• **EXERCISE AIM**
Find each line in the entries below that contains the word "dark", matching case, and copy those lines.

• **RAW DATA**
= = =
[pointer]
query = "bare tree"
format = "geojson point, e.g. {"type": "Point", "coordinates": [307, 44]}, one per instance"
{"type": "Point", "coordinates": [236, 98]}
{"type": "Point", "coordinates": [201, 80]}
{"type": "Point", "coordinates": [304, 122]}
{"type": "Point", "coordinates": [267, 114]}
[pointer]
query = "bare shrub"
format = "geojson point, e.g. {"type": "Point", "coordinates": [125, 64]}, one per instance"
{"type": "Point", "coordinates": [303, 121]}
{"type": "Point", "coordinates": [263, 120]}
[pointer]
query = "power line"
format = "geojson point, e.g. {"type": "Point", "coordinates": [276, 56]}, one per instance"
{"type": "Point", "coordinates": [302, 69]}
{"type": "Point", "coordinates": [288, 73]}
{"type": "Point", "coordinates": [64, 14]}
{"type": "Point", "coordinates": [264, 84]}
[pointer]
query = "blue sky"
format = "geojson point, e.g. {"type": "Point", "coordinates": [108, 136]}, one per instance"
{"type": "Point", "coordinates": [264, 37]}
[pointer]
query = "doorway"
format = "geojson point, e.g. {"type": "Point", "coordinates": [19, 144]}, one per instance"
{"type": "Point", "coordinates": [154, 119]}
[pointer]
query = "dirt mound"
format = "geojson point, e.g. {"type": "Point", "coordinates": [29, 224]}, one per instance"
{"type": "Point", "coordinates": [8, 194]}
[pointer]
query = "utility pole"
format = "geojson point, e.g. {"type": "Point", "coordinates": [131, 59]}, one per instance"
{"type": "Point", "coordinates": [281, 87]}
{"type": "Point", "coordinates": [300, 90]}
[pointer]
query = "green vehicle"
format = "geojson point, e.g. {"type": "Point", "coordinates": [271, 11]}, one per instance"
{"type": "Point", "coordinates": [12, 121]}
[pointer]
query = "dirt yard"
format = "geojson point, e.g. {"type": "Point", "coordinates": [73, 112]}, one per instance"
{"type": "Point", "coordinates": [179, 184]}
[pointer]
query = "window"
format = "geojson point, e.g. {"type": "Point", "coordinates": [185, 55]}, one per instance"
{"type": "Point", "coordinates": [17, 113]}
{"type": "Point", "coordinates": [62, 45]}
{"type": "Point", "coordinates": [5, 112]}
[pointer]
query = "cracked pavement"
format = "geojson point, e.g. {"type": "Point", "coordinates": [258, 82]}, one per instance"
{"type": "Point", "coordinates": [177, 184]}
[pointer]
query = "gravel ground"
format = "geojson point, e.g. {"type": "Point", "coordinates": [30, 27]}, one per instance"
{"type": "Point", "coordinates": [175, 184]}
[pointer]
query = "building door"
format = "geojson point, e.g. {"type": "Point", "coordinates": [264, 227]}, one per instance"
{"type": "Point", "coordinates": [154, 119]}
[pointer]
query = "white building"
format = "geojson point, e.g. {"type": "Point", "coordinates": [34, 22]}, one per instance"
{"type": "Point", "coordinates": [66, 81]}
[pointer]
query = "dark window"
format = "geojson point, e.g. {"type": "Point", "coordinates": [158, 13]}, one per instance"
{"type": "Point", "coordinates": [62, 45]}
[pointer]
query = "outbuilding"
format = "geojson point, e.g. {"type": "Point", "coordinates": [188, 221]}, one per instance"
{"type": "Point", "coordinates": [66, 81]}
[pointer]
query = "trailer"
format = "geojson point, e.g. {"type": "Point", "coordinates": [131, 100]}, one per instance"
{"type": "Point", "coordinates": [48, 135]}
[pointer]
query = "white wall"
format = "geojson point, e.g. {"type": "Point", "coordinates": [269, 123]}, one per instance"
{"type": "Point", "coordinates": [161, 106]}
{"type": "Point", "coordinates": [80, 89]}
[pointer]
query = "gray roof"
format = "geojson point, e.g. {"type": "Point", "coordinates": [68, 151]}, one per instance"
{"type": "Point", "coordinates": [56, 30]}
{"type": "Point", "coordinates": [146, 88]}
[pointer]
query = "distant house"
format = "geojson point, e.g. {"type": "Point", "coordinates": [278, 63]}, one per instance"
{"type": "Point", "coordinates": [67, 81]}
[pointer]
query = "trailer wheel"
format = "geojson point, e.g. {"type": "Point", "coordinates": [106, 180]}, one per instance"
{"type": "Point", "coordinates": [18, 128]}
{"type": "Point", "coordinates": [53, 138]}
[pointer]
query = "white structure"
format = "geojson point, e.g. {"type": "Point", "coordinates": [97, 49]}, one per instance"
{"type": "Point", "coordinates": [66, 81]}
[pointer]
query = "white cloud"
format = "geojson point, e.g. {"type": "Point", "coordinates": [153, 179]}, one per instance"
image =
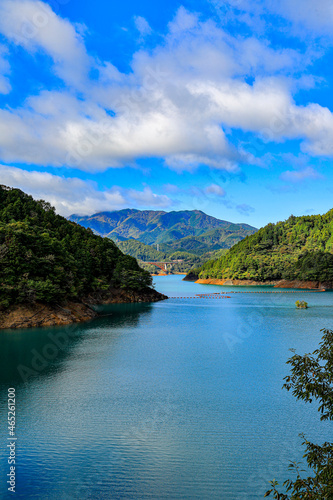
{"type": "Point", "coordinates": [177, 103]}
{"type": "Point", "coordinates": [73, 195]}
{"type": "Point", "coordinates": [34, 26]}
{"type": "Point", "coordinates": [5, 86]}
{"type": "Point", "coordinates": [296, 176]}
{"type": "Point", "coordinates": [142, 26]}
{"type": "Point", "coordinates": [215, 190]}
{"type": "Point", "coordinates": [245, 209]}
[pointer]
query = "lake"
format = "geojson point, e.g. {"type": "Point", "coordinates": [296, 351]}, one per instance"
{"type": "Point", "coordinates": [180, 399]}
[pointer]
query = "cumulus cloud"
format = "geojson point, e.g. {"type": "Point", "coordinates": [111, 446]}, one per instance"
{"type": "Point", "coordinates": [5, 86]}
{"type": "Point", "coordinates": [142, 26]}
{"type": "Point", "coordinates": [245, 209]}
{"type": "Point", "coordinates": [73, 195]}
{"type": "Point", "coordinates": [177, 102]}
{"type": "Point", "coordinates": [214, 189]}
{"type": "Point", "coordinates": [34, 26]}
{"type": "Point", "coordinates": [296, 176]}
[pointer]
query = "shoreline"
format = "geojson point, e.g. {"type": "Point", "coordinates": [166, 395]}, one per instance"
{"type": "Point", "coordinates": [308, 285]}
{"type": "Point", "coordinates": [39, 314]}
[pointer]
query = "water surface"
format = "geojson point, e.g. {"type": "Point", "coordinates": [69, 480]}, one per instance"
{"type": "Point", "coordinates": [179, 399]}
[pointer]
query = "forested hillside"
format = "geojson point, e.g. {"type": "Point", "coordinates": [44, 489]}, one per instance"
{"type": "Point", "coordinates": [298, 248]}
{"type": "Point", "coordinates": [151, 227]}
{"type": "Point", "coordinates": [44, 257]}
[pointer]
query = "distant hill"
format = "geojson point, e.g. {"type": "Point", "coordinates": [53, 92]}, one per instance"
{"type": "Point", "coordinates": [151, 227]}
{"type": "Point", "coordinates": [300, 248]}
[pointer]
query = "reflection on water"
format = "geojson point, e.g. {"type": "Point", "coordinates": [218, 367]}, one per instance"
{"type": "Point", "coordinates": [178, 399]}
{"type": "Point", "coordinates": [30, 352]}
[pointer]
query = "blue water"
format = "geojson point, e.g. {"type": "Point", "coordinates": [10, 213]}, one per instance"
{"type": "Point", "coordinates": [179, 399]}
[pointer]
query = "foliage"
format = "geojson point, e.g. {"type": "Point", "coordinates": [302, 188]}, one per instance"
{"type": "Point", "coordinates": [298, 248]}
{"type": "Point", "coordinates": [151, 227]}
{"type": "Point", "coordinates": [312, 379]}
{"type": "Point", "coordinates": [301, 304]}
{"type": "Point", "coordinates": [44, 257]}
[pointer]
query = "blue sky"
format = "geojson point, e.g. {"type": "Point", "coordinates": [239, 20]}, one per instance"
{"type": "Point", "coordinates": [223, 106]}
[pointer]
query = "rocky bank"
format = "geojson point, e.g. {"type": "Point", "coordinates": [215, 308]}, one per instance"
{"type": "Point", "coordinates": [36, 315]}
{"type": "Point", "coordinates": [310, 285]}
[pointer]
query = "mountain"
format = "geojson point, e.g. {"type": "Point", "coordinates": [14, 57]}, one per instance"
{"type": "Point", "coordinates": [47, 259]}
{"type": "Point", "coordinates": [300, 248]}
{"type": "Point", "coordinates": [151, 227]}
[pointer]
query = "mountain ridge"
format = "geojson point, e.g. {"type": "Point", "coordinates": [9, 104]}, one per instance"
{"type": "Point", "coordinates": [157, 226]}
{"type": "Point", "coordinates": [299, 248]}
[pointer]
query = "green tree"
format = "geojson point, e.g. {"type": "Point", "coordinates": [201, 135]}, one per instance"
{"type": "Point", "coordinates": [312, 379]}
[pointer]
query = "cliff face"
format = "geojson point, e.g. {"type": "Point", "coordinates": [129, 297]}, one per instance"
{"type": "Point", "coordinates": [37, 315]}
{"type": "Point", "coordinates": [309, 285]}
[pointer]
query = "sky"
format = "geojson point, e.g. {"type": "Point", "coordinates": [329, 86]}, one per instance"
{"type": "Point", "coordinates": [224, 106]}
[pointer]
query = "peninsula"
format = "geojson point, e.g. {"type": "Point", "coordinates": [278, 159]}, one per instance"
{"type": "Point", "coordinates": [296, 253]}
{"type": "Point", "coordinates": [53, 271]}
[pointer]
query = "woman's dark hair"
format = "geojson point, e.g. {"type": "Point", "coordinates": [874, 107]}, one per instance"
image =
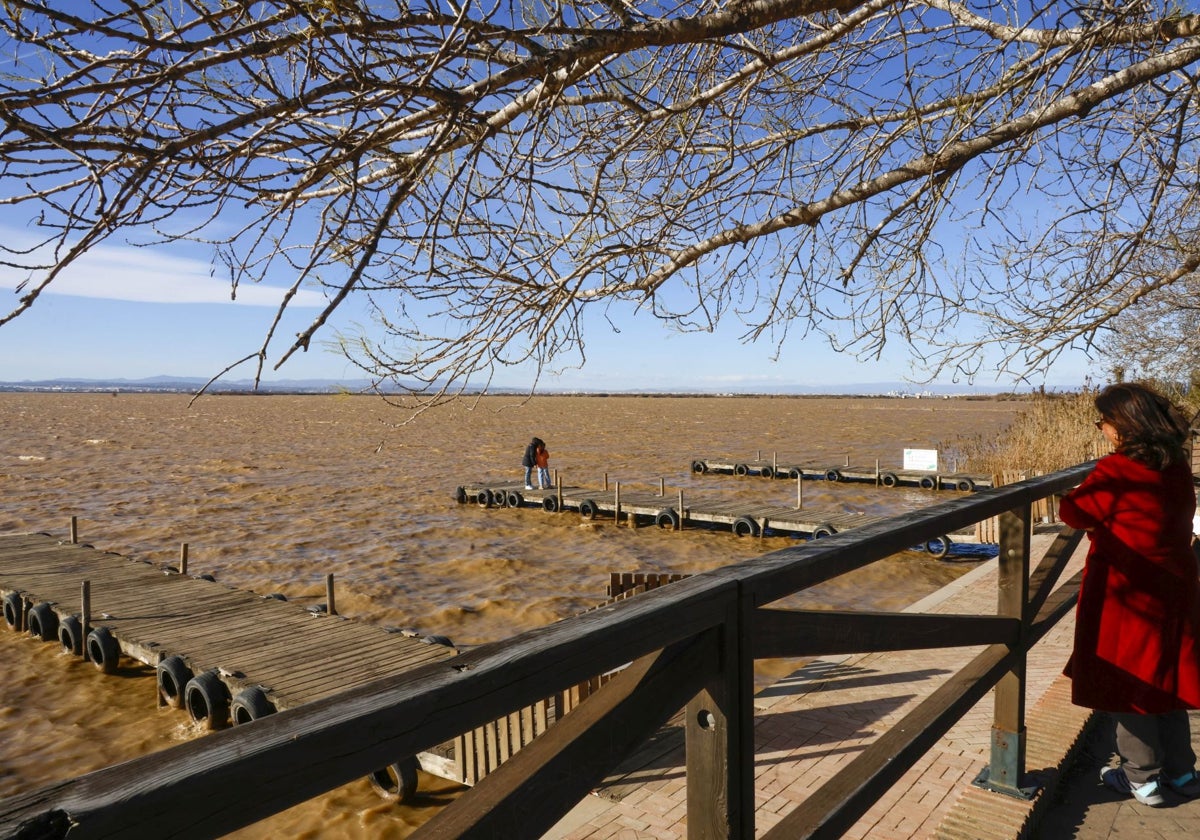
{"type": "Point", "coordinates": [1151, 429]}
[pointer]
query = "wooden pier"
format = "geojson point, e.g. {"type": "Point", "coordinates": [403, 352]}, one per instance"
{"type": "Point", "coordinates": [223, 654]}
{"type": "Point", "coordinates": [673, 513]}
{"type": "Point", "coordinates": [826, 471]}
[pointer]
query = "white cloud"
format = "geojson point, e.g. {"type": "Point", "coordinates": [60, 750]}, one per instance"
{"type": "Point", "coordinates": [149, 275]}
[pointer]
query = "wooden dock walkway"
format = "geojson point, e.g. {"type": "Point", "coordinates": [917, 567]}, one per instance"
{"type": "Point", "coordinates": [225, 654]}
{"type": "Point", "coordinates": [825, 471]}
{"type": "Point", "coordinates": [675, 513]}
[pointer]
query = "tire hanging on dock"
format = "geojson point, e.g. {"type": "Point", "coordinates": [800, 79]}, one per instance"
{"type": "Point", "coordinates": [251, 703]}
{"type": "Point", "coordinates": [71, 635]}
{"type": "Point", "coordinates": [744, 526]}
{"type": "Point", "coordinates": [396, 781]}
{"type": "Point", "coordinates": [42, 622]}
{"type": "Point", "coordinates": [939, 547]}
{"type": "Point", "coordinates": [208, 700]}
{"type": "Point", "coordinates": [13, 610]}
{"type": "Point", "coordinates": [103, 652]}
{"type": "Point", "coordinates": [173, 676]}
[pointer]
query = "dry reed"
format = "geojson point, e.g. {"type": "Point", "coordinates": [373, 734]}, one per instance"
{"type": "Point", "coordinates": [1051, 432]}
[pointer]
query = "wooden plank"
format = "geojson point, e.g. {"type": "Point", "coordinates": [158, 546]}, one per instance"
{"type": "Point", "coordinates": [809, 633]}
{"type": "Point", "coordinates": [574, 755]}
= = =
• **RESULT OF THE EXERCISE**
query = "dark window"
query = "woman's dark hair"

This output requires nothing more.